**SUPPLIED ENTRIES**
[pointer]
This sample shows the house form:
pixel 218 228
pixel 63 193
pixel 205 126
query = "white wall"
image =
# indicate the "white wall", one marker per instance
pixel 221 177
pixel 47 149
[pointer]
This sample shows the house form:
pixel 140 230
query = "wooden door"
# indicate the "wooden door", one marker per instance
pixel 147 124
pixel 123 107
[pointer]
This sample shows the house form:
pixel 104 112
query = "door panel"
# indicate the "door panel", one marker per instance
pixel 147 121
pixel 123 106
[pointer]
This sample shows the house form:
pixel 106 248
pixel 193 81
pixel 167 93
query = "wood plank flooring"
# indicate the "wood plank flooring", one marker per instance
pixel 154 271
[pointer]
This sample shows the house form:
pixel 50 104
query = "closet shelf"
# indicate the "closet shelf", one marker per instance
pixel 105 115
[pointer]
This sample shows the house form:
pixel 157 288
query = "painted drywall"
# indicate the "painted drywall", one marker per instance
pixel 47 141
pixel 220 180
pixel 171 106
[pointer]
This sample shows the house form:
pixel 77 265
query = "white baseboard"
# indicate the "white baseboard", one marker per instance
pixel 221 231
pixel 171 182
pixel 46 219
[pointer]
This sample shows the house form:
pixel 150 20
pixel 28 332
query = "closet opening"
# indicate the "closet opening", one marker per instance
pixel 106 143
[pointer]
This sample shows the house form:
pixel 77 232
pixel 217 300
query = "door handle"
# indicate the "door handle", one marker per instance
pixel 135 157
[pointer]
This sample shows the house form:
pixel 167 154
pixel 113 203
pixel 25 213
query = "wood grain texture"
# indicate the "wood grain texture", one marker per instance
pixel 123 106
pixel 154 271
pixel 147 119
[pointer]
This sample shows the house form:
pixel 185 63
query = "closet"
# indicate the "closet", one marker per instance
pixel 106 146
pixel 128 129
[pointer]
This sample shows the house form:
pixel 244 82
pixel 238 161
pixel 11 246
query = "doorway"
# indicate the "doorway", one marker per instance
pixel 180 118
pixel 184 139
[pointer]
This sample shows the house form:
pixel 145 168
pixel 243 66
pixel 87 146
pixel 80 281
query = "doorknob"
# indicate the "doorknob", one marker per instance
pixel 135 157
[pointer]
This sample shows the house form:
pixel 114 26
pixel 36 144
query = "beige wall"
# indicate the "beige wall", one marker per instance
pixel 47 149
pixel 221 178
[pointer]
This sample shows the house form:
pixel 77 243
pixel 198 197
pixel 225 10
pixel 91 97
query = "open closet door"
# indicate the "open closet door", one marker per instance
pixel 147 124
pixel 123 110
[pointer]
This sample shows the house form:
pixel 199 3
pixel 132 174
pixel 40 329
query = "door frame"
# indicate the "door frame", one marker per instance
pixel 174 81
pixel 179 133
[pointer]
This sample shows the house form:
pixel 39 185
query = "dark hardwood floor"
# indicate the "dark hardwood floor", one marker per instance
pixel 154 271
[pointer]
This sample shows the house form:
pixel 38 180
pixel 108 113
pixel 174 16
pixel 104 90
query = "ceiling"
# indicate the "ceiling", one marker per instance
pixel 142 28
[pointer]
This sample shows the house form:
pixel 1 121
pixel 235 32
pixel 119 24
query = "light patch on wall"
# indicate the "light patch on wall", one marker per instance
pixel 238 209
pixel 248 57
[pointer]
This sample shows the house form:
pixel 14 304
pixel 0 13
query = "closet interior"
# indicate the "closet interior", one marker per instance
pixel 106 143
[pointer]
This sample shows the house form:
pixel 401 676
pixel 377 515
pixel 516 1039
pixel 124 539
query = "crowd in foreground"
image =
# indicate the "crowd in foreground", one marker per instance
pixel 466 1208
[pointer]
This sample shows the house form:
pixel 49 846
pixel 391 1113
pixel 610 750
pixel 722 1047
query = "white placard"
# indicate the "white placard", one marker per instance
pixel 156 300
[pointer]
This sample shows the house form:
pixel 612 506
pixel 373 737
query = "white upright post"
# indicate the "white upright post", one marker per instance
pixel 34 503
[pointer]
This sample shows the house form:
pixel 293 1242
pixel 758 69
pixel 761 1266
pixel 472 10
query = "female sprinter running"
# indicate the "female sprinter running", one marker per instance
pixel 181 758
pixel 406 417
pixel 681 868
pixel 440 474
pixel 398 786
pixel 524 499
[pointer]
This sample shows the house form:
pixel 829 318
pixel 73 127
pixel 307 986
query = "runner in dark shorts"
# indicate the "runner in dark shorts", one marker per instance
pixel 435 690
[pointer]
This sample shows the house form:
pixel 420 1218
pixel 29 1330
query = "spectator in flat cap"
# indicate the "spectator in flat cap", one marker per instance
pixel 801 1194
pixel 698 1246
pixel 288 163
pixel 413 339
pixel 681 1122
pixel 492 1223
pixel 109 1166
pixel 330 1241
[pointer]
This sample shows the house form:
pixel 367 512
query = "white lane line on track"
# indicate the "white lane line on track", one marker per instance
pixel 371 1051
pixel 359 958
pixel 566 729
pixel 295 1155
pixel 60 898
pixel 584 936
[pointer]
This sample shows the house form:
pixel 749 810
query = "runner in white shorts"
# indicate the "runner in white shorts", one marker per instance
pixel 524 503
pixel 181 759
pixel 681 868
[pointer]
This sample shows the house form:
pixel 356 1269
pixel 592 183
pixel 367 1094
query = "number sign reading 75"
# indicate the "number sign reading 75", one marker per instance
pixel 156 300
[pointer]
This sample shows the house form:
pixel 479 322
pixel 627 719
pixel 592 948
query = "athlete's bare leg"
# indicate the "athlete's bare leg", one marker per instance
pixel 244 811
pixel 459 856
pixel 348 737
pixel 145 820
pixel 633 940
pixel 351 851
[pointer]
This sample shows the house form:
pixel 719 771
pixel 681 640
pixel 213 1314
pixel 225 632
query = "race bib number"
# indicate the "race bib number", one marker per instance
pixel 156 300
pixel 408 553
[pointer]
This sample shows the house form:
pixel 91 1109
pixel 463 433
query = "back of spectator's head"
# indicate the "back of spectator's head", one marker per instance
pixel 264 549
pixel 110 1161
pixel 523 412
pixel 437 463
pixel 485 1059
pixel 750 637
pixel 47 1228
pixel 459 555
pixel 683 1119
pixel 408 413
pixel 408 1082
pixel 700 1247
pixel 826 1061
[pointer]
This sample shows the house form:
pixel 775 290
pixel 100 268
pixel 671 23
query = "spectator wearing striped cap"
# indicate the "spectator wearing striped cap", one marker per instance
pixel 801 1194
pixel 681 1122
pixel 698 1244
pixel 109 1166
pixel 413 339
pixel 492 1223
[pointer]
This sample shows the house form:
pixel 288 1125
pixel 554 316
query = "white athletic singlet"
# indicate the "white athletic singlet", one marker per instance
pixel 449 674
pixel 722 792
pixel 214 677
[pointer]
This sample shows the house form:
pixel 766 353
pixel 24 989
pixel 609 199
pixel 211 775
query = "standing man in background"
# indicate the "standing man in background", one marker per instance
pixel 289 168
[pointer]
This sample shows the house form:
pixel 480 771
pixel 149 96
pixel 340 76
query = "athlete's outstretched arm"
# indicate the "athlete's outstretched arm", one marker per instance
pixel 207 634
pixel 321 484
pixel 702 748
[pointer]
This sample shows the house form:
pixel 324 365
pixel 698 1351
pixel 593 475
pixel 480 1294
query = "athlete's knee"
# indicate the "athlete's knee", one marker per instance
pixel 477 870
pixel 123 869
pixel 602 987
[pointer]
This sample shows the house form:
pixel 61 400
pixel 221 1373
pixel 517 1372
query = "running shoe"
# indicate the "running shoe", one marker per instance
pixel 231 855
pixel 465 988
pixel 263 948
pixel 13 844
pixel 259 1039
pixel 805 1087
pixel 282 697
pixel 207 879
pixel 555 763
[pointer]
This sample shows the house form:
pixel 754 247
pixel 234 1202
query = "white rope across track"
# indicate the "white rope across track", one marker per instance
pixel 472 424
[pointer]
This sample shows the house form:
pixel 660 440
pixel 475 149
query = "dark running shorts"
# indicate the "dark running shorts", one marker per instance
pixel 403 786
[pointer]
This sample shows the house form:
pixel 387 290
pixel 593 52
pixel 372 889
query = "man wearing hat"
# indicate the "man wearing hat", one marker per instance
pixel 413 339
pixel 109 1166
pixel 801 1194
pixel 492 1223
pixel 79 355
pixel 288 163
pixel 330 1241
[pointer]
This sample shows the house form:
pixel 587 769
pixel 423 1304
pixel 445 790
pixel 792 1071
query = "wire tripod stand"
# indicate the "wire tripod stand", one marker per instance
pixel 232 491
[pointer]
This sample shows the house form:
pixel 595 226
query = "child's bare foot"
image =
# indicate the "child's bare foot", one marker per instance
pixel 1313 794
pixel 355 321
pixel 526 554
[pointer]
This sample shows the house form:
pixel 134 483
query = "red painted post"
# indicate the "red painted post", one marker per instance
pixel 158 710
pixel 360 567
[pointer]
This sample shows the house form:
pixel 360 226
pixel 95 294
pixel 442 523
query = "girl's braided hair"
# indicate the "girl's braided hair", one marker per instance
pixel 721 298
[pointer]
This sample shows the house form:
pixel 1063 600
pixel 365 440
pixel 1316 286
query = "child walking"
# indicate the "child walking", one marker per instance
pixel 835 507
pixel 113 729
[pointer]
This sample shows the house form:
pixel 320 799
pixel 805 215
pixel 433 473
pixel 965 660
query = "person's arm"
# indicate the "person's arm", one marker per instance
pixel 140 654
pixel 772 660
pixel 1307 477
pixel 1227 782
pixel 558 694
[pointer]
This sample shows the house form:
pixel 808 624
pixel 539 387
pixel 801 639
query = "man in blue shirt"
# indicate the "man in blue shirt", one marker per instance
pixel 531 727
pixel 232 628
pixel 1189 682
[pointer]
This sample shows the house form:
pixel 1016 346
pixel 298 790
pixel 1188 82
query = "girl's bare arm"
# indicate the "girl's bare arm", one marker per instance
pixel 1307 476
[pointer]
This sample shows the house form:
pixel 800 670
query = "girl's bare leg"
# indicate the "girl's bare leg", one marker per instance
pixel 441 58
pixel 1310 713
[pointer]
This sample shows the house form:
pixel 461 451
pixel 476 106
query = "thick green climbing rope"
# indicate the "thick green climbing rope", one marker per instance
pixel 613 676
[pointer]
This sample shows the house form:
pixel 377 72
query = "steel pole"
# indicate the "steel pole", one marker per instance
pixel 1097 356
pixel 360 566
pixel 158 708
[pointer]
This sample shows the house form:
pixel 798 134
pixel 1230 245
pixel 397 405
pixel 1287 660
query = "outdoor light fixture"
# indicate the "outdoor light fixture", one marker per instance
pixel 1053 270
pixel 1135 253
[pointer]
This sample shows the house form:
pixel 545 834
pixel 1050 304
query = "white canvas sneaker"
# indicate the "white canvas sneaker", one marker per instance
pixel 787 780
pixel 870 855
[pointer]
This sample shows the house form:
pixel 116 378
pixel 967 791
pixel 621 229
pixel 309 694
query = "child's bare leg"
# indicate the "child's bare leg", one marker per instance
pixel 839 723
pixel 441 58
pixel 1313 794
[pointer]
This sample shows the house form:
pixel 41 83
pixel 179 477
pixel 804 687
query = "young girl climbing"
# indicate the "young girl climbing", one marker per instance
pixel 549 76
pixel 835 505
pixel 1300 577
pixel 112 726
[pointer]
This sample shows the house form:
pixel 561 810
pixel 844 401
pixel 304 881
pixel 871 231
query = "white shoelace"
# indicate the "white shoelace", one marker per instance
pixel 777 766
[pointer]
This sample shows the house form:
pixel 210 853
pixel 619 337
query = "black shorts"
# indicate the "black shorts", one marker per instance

**SHORT TASK**
Return every line in the rows above that contains the string "reading". Case counts.

**RESPONSE TO THIS TASK**
query = "number sign reading 75"
# indicate the "number sign reading 75", one marker per instance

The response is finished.